##### Page #####
Detecting Performance Regressions
With Gungraun you can define limits for each callgrind/cachegrind event
kind or dhat metric over which a performance regression can be assumed. Per
default, Gungraun does not perform regression checks, and you have to
opt-in with Callgrind::soft_limits, Callgrind::hard_limits,
Cachegrind::soft_limits, ... at benchmark level in
LibraryBenchmarkConfig::tool or BinaryBenchmarkConfig::tool or at a more
global level with Command-line arguments or Environment
variables, see
below.
For a soft limit, a performance regression check consists of an EventKind,
CachegrindMetric or DhatMetric and a percentage. If the percentage is
negative, then a regression is assumed to be below this limit. Hard limits
restrict the EventKind, ... by an absolute number.
Note that comparing baselines also detects performance regressions. This can be useful, for example, when setting up Gungraun in the CI to cause a PR to fail when comparing to the main branch.
##### Material provided #####
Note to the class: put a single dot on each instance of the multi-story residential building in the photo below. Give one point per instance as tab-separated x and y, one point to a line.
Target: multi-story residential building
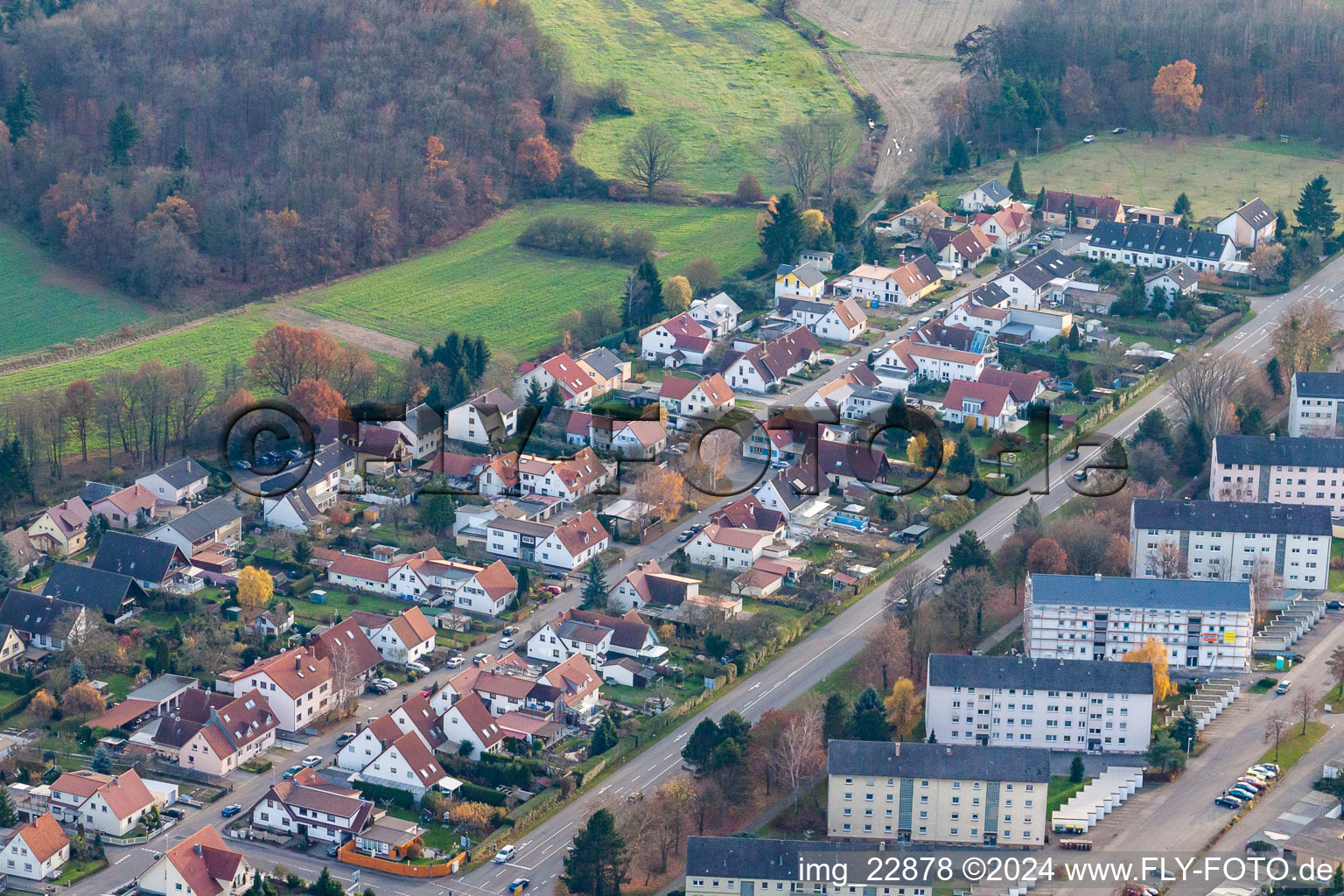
296	684
200	865
1314	404
37	850
489	416
1203	625
215	732
906	285
684	402
1266	468
1028	702
945	794
1230	542
739	866
311	806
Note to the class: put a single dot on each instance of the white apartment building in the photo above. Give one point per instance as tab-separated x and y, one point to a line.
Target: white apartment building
738	865
1313	406
945	794
1057	704
1203	625
1231	542
1291	471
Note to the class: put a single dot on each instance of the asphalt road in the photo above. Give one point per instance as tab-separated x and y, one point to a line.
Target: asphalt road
541	852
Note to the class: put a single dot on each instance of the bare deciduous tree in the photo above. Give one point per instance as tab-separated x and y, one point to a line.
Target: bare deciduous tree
651	156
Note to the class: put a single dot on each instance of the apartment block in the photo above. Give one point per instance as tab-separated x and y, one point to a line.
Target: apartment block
1027	702
937	794
1203	625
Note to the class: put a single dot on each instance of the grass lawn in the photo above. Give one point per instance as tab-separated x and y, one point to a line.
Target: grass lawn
719	74
1060	788
1215	172
46	304
211	346
1294	745
486	285
78	870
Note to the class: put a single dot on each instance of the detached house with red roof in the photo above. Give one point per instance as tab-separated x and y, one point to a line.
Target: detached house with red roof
215	732
992	407
402	639
727	547
577	386
308	805
573	543
37	850
765	364
200	865
296	684
684	401
60	529
676	341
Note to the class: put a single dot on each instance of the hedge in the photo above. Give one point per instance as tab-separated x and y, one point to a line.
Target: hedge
478	794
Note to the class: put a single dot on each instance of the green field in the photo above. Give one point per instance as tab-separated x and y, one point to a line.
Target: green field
484	285
1216	173
211	346
717	73
46	304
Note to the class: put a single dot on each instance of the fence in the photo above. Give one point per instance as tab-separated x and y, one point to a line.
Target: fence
350	856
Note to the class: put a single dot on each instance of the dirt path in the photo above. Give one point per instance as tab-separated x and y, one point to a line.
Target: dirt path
353	333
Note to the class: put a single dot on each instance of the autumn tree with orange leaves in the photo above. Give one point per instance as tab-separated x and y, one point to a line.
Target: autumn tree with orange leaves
285	355
1176	97
316	401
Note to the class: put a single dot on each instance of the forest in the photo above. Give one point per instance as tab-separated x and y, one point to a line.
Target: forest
250	145
1261	69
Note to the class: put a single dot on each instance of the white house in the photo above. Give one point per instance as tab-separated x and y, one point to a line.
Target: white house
727	547
1250	225
402	639
1057	704
992	407
311	806
1289	471
840	321
1314	404
676	341
799	281
1201	625
296	684
987	196
200	865
1231	542
39	850
178	481
489	416
718	312
903	285
573	543
689	401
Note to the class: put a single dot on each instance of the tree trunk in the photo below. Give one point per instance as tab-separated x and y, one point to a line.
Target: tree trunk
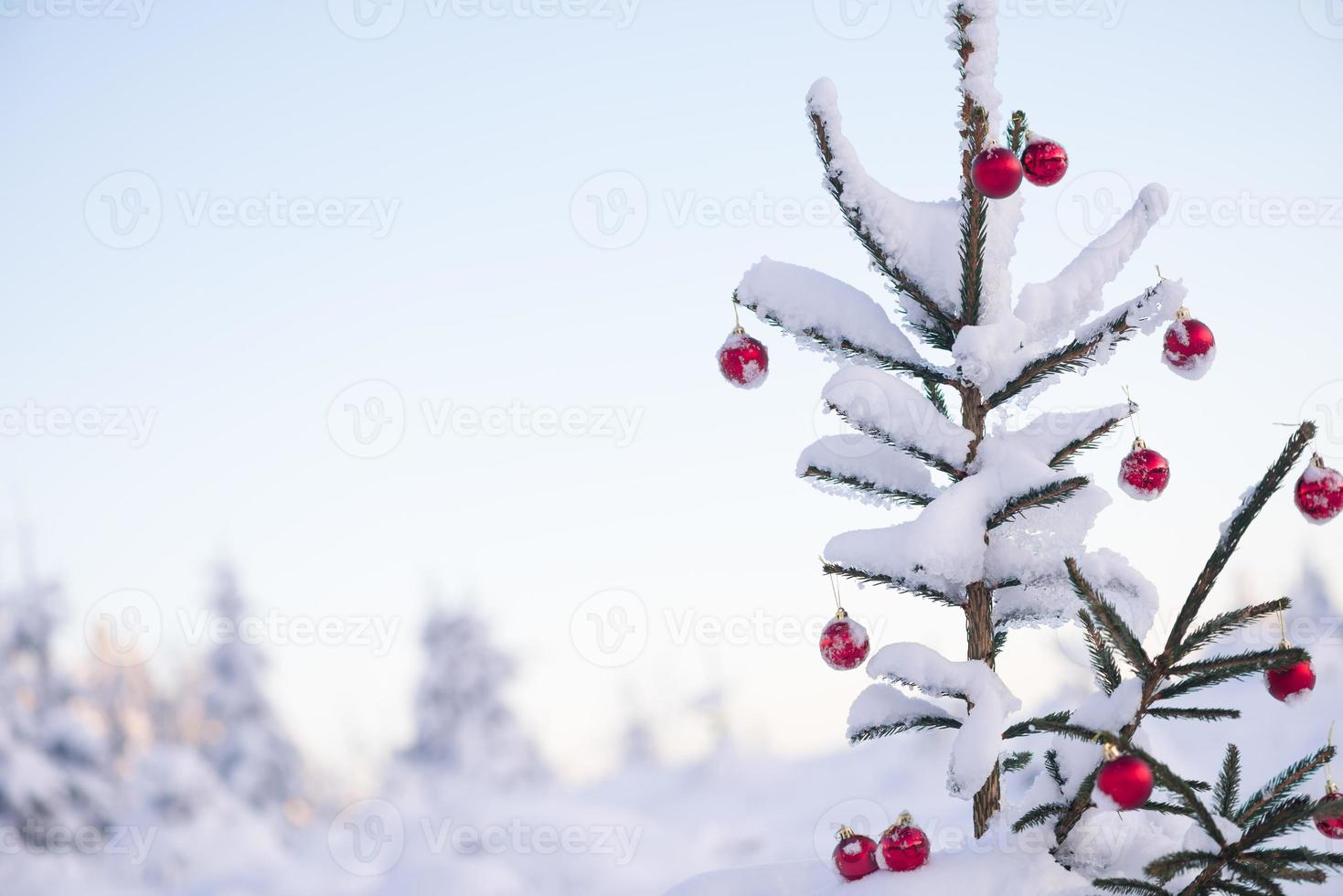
979	617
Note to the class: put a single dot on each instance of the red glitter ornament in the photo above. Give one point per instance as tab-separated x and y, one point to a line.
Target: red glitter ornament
1145	473
1044	162
1328	815
1190	347
996	172
1285	683
904	847
844	643
1319	492
743	360
1125	779
1289	681
856	856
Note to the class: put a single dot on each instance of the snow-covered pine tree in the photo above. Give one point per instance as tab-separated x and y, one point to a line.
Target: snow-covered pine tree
240	736
464	726
999	535
54	767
#####
* _Problems to solve_:
- 1) Return, unchanged, the lines of the records from the line with "of the snow-covered" through the end of the records.
- 2) Resume the text on detecting performance regressions, starting right after its last sentence.
The text and the records are unrelated pieces of material.

* _Expected responses_:
- 1)
Note to the class: put a single dot on each instance of the snow-covered pine tree in the photo above. Give one point per instance as tab-separated x and y, one point to a line.
Target: snow-covered pine tree
240	736
464	726
999	535
54	767

- 2)
Regressions are considered errors and will cause the benchmark to fail if they
occur, and Gungraun will exit with error code 3.
Defining limits on the command-line
Limits can be defined on the command-line for the following tools with
--callgrind-limits (GUNGRAUN_CALLGRIND_LIMITS), --cachegrind-limits
(GUNGRAUN_CACHEGRIND_LIMITS) and --dhat-limits
(GUNGRAUN_DHAT_LIMITS). Command-line limits overwrite the limits
specified in the benchmark file (see below).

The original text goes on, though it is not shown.